Fall 2020 M.A. in Anthropology

court of north carolina on NC State campus

NC State’s M.A. in Anthropology program offers specializations in archaeology, biological anthropology and cultural anthropology. Our faculty conduct research across the globe and have created opportunities for students to become involved in ongoing studies. Here’s a look at some of their work:

Preserving the Historic Oberlin Cemetery

man conducts research in cemetery

Professor Dru McGill’s recent work explores wealth in people and the value of the historic Oberlin Cemetery in Raleigh, North Carolina. The cemetery was the core of Oberlin Village, a freedperson’s African American community founded in the mid‐19th century. As development threatens the area, McGill researches how efforts to document the cemetery’s history have bolstered advocacy and validated descendants’ claims to wealth in the people buried there.

Navigating International Migration

cover of "Marriage After Migration"

Professor Nora Haenn’s new book, “Marriage After Migration” tells the stories of five women in rural Mexico, each navigating the tricky terrain that is men’s international migration. With their husbands and sons working in the United States, will the women hold their families together? Haenn explores how globalization changes people — and how marginalized people, including Indigenous people, drive globalization.

Dataset entries
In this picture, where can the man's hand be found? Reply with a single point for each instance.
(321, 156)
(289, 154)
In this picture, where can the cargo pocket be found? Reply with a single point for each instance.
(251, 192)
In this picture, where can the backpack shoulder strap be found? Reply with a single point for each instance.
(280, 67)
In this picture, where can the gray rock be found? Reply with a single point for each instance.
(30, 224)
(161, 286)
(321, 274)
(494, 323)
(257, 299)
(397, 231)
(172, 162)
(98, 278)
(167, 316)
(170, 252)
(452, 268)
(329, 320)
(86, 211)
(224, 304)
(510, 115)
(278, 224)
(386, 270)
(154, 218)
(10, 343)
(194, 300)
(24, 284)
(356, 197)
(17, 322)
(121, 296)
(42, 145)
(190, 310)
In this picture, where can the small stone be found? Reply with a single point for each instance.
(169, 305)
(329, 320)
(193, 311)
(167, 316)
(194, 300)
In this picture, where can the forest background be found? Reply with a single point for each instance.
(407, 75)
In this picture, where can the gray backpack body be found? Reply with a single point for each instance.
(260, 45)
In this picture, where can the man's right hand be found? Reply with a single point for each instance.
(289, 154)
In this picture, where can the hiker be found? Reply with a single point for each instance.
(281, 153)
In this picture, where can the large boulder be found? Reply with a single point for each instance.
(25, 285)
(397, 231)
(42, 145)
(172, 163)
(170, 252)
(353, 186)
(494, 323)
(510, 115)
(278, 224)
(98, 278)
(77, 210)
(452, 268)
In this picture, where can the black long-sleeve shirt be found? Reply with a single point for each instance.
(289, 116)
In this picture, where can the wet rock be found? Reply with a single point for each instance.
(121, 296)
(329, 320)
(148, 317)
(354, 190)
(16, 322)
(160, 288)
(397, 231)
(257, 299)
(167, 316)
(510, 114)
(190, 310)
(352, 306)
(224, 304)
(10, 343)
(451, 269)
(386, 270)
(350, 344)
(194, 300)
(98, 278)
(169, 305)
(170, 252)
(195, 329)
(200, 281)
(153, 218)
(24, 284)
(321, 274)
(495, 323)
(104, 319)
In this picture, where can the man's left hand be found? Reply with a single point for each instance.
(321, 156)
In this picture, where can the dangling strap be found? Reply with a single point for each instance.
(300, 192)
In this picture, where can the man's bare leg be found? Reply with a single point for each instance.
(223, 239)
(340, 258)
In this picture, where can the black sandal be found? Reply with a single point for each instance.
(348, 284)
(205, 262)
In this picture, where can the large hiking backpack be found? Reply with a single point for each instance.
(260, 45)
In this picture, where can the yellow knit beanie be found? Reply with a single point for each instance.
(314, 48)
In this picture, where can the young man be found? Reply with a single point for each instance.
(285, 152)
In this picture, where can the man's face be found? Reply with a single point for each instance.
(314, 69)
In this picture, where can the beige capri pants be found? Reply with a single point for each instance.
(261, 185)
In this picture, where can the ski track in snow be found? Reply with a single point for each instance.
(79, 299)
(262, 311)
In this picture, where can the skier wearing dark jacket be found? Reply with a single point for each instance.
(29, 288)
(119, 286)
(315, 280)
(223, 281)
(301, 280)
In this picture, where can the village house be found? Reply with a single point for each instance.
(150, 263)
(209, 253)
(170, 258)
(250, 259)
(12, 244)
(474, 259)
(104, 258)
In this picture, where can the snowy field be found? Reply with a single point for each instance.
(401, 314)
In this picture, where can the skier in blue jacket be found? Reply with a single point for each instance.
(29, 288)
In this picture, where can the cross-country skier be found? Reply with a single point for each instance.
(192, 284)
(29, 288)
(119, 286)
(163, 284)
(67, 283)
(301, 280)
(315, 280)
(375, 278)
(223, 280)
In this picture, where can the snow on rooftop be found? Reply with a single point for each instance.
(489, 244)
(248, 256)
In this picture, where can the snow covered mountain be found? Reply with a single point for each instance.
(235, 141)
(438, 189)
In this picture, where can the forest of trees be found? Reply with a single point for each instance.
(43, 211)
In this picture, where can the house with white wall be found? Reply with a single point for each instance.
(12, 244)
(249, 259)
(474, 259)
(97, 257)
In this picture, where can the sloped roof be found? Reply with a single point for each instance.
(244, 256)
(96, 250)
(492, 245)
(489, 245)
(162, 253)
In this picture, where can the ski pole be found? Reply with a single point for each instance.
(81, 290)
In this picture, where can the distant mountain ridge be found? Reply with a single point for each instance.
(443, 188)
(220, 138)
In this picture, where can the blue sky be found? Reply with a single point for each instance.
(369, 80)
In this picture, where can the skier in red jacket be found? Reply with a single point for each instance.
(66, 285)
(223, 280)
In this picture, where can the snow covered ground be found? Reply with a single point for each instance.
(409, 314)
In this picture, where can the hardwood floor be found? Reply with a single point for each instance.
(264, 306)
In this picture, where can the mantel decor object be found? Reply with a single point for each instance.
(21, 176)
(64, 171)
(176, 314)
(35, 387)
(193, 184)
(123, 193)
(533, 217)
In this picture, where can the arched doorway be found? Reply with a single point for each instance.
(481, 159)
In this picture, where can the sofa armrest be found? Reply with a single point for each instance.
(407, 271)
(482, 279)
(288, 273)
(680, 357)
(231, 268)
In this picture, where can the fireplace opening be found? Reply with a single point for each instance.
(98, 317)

WORK TO COMPLETE
1. Please turn the paragraph beginning "Professor Dru McGill's recent work" from the anthropology program page into a short bulleted list that keeps its main facts.
2. Answer these questions from the anthropology program page:
(a) Which three specializations does the M.A. program offer?
(b) In which city is the Oberlin Cemetery?
(c) How many women does "Marriage After Migration" follow, and where do they live?
3. Write the next part of the page on NC State's anthropology program, beginning after its final sentence.

EXPECTED RESULTS
1.
- Professor Dru McGill studies wealth in people and the value of the historic Oberlin Cemetery in Raleigh, North Carolina.
- The cemetery was the core of Oberlin Village, a freedperson's African American community founded in the mid-19th century.
- Development threatens the area.
- McGill researches how documenting the cemetery's history has bolstered advocacy and validated descendants' claims to wealth in the people buried there.

2.
(a) Archaeology, biological anthropology and cultural anthropology.
(b) Raleigh, North Carolina.
(c) Five women, in rural Mexico.

3.
Africans in Colonial Mexico, The View From Bioarchaeology

headshot of Julie Wesp

Assistant professor Julie Wesp explores the African diaspora by examining the lives of some of the first Africans to arrive in the Americas, in this case colonial Mexico (1521–1821). Wesp shows how Africans contributed to the colony’s new systems of labor and new urban lifeways. Through a bioarchaeological analysis of skeletal remains — in combination with historical documentary evidence — Wesp recreates what daily life looked like as Africans lived and worked alongside Spanish colonists and Indigenous people.